● **TEXTAUSZUG**:
____________________

Close Talker - How Do We Stay Here? (2019)

Close Talker zelebrieren die Verquickung von Ambient und Pop. Diese Mixtur präsentieren sie auf "How Do We Stay Here?" verzückend und harmoniebeseelt mit künstlerischer Herangehensweise.
Das kanadische Trio Close Talker stammt aus der Stadt Saskatoon, die sich im Norden des Landes befindet. Hier sind die Winter kalt, trocken und lang. Mit 2.268 Sonnenscheinstunden pro Jahr ist es dort aber sonniger als im Durchschnitt in Kanada. Die Temperaturen von Sommer und Winter können zwischen +40 und -50 Grad Celsius liegen. Sind durch diese anstrengenden, extremen Witterungen etwa die Wünsche nach Harmonie und Ausgeglichenheit genetisch voreingestellt, die in der Musik von Close Talker mitschwingen?
2012 gegründet, besteht die Gruppe aktuell aus Will Quiring (Lead Vocals und Gitarre), Matthew Kopperud (Gitarre, Keyboards und Gesang) und Chris Morien (Schlagzeug, Gesang). Die Musiker kennen sich schon seit den Kindertagen und haben alle musikalische Früherziehung genossen. Durch einen Auftritt bei einer Hochzeit sind sie zur Bandgründung animiert worden und funktionieren seitdem als konstruktive Einheit. So entstehen ihre Songs in der Regel als Gemeinschaftsproduktion. Drei Alben sind schon unter diesen Bedingungen entstanden und haben die Männer reifen und noch weiter zusammenwachsen lassen. Für das aktuelle Werk gingen die empfindsamen Künstler hinsichtlich der gewünschten Symbiose noch einen Schritt weiter und stellten zehn Grundsätze des Handelns auf, wie z.B.: „Der Song ist das Wichtigste“, „Kein Ego!“, „Weniger ist mehr“ und „Klarheit“.
Ihren Stil hat die Band als Ambient-Indie-Pop-Rock bezeichnet, was natürlich nur eine vage Beschreibung dessen ist, was sich wirklich im Detail abspielt. Der Sound ist differenziert und wohlklingend, ab und zu auch mit kleinen, nicht zu grellen Widerhaken versehen. Der hymnenhafte, pathetische Progressive-Pop von „Void“ gibt dazu schon einen entsprechenden Eindruck und leitet das Album schwelgend ein, wobei mystisch schwebende und rhythmisch griffige Klangerlebnisse verbreitet werden.
Ein Kernstück und Muster-Beispiel dafür, wie eingängiger Pop und anspruchsvolle Kompositionstechnik Hand in Hand gehen können, ist „Wait“. Über einen federnden Takt legt Will Quiring seine reserviert melancholische Stimme und die Keyboards malen dieses Gebilde teils in vom Mond beschienenen und teils in Schatten gehüllte Farben aus. Die E-Gitarre baut dazu vorsichtig Druck auf. Kitschig-quietschende Keyboards stehen bei „The Change It Brings“ im Kontrast zum ernsthaften Gesang. Der kann auch mehrstimmig aufgebaut sein und lässt das eigentlich nach Einklang suchende Lied sakral erscheinen.

____________________

● **ERFASSTE DATEN**:
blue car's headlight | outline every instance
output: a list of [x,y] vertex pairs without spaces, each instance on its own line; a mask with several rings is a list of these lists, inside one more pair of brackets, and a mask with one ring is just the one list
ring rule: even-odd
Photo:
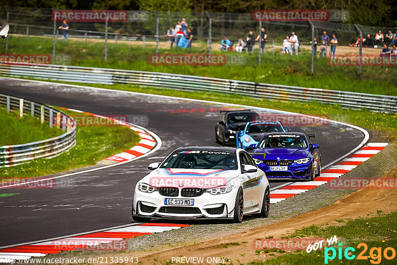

____________________

● **AUFGABEN UND ÜBUNGEN**:
- 1) Beantworte die folgenden Fragen anhand der Albumkritik.
(a) Aus welcher Stadt stammt das Trio Close Talker?
(b) Wodurch wurden die Musiker zur Bandgründung animiert?
(c) Welcher Song leitet das Album ein?
- 2) Führe die Albumkritik nach ihrem letzten Satz weiter.

● **DIE ERGEBNISSE**:
- 1)
(a) Aus Saskatoon.
(b) Durch einen Auftritt bei einer Hochzeit.
(c) „Void“.

- 2)
Lässige Drum-Loops, schillernde E-Gitarren-Akkorde und stoische Minimal-Art Keyboard-Klänge bilden das Gerüst von „Arm's Length“. Der seriöse Gesang setzt diesem im Grunde sentimentalen Song ein kontrollierendes, emotionssteuerndes Sahnehäubchen auf.
Fanfarengleich wird „Pace“ eröffnet, bevor das Stück zum selbstbewussten, relativ schwungvollen Pop mutiert. 
Wie ein Leuchtfeuer in der Nacht sendet „Wandering“ seine blinkenden Signale aus, während „Half Past Nine“ anregende Ruhe vermittelt, was in diesem Fall kein Widerspruch ist: Die Drum-Machine klopft gemächlich und zufrieden und die E-Gitarre setzt dazu feine, stützende Glanzlichter ab. 
Das dynamisch abgestufte „Carefully In The Dark“ nistet sich stilistisch irgendwo zwischen The Blue Nile und New Order ein und das etwa zweiminütige instrumentale Zwischenspiel „The Lake By The Hotel“ transportiert im Gegensatz dazu unverblümt jazzige Space-Elektro-Pop-Klänge als intellektuelle Klangtapete. „All-Time“ ist eine melodisch und instrumentell herausfordernde Ballade, die zum Träumen und Nachdenken anregt. „Refuge“ trägt dann Trauerflor und läuft entsprechend langsam und schleppend ab.
Durch ihre von Brainstorming geprägte Kompositionstechnik sind Close Talker stets auf der Suche nach sinnvollen Verbesserungen und Innovationen. In diesem Jahr starten sie deshalb eine Tournee, bei der sie dem Publikum ihre Musik über Kopfhörer vermitteln, um einen 3D-Surround-Sound präsentieren zu können. Close Talker haben grundsätzlich den richtigen Weg eingeschlagen, um sich mehr und mehr vom Mainstream zu emanzipieren. Mit noch weiter ausgeprägter künstlerischer Feinjustierung könnte ihnen demnächst etwas ganz Großes gelingen. Ich denke da an Japan um David Sylvian oder Talk Talk um Mark Hollis, die sich aus einer ähnlichen Ausgangssituation zu eigenständigen, kreativen und stilprägenden Art-Pop-Ikonen aufgeschwungen haben. Der Grundstein dafür ist jedenfalls mit „How Do We Stay Here?“ gelegt.

Erstveröffentlichung dieser Rezension: Close Talker - How Do We Stay Here?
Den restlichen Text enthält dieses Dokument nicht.